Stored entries

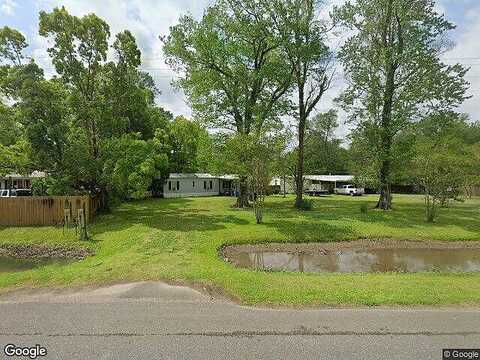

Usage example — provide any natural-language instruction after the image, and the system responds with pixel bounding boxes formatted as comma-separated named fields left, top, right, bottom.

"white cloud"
left=33, top=0, right=209, bottom=116
left=26, top=0, right=480, bottom=128
left=0, top=0, right=17, bottom=16
left=444, top=5, right=480, bottom=121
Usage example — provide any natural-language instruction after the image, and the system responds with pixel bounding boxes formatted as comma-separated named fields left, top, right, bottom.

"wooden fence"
left=0, top=196, right=100, bottom=226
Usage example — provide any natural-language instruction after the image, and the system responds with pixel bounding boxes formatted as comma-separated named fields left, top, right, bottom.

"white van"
left=335, top=185, right=365, bottom=196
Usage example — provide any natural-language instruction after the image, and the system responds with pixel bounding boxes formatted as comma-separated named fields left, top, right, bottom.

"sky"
left=0, top=0, right=480, bottom=137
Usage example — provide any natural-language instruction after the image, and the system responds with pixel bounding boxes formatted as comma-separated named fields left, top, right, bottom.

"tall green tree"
left=0, top=26, right=28, bottom=65
left=305, top=110, right=349, bottom=174
left=334, top=0, right=468, bottom=210
left=39, top=7, right=110, bottom=192
left=162, top=0, right=292, bottom=207
left=270, top=0, right=333, bottom=207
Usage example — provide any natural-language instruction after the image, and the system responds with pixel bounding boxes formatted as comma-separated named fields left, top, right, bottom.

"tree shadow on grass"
left=91, top=199, right=249, bottom=235
left=269, top=197, right=480, bottom=236
left=265, top=219, right=357, bottom=243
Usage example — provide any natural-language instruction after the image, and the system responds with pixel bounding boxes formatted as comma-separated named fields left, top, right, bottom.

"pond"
left=226, top=248, right=480, bottom=273
left=0, top=256, right=72, bottom=274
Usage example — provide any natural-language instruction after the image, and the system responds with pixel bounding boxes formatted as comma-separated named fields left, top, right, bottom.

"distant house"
left=0, top=171, right=45, bottom=189
left=160, top=173, right=238, bottom=198
left=270, top=175, right=355, bottom=194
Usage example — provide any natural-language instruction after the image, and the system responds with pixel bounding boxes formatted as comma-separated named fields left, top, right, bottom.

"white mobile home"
left=0, top=171, right=45, bottom=189
left=270, top=175, right=355, bottom=193
left=160, top=173, right=238, bottom=198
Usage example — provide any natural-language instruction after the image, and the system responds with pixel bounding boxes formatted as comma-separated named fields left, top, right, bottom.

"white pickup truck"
left=335, top=185, right=365, bottom=196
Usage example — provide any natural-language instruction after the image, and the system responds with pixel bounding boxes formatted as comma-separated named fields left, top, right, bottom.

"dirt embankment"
left=0, top=244, right=94, bottom=260
left=221, top=239, right=480, bottom=258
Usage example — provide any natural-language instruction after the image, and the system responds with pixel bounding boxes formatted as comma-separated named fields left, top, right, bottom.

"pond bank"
left=220, top=239, right=480, bottom=258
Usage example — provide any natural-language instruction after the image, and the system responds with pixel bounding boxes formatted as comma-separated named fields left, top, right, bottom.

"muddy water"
left=228, top=248, right=480, bottom=273
left=0, top=256, right=70, bottom=274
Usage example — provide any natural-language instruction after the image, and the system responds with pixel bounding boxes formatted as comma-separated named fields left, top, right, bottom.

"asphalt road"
left=0, top=282, right=480, bottom=360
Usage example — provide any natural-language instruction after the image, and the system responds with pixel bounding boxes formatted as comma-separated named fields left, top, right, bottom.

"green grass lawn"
left=0, top=195, right=480, bottom=306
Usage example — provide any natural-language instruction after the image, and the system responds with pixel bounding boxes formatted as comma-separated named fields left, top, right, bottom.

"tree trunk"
left=235, top=176, right=250, bottom=208
left=295, top=86, right=307, bottom=209
left=377, top=64, right=395, bottom=210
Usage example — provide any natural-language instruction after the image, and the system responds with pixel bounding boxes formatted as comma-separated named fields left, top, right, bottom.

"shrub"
left=360, top=203, right=368, bottom=214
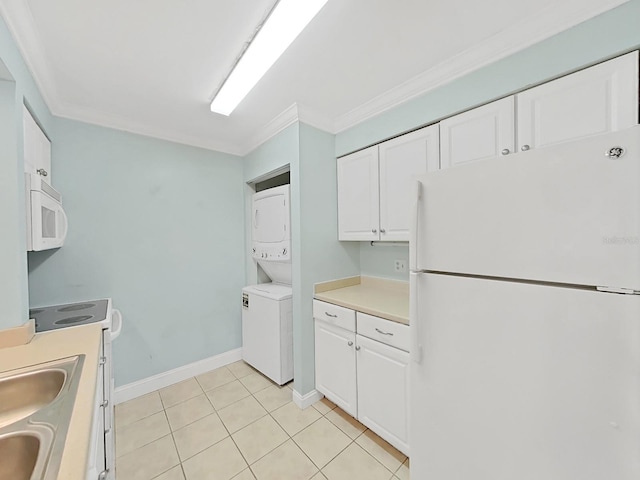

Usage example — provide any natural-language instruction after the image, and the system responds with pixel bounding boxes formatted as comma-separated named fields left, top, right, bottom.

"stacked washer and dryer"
left=242, top=185, right=293, bottom=385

## Objective
Copy the lines from the start of the rows up to and including the line that contains "left=0, top=196, right=100, bottom=226". Leave the pictures out of your answer.

## Answer in full
Usage example — provide any natural-language instruction after the image, and the system responds with pixel bounding boxes formatted as comma-separated named fields left, top, right, bottom.

"white cloud"
left=33, top=0, right=209, bottom=116
left=26, top=0, right=480, bottom=128
left=0, top=0, right=17, bottom=16
left=444, top=5, right=480, bottom=121
Usage example — provide any natural-language instruction after the image, and the system responds with pixel bounding boxes formatted as comma-separated named fields left, top, right, bottom.

"wooden fence"
left=0, top=196, right=100, bottom=226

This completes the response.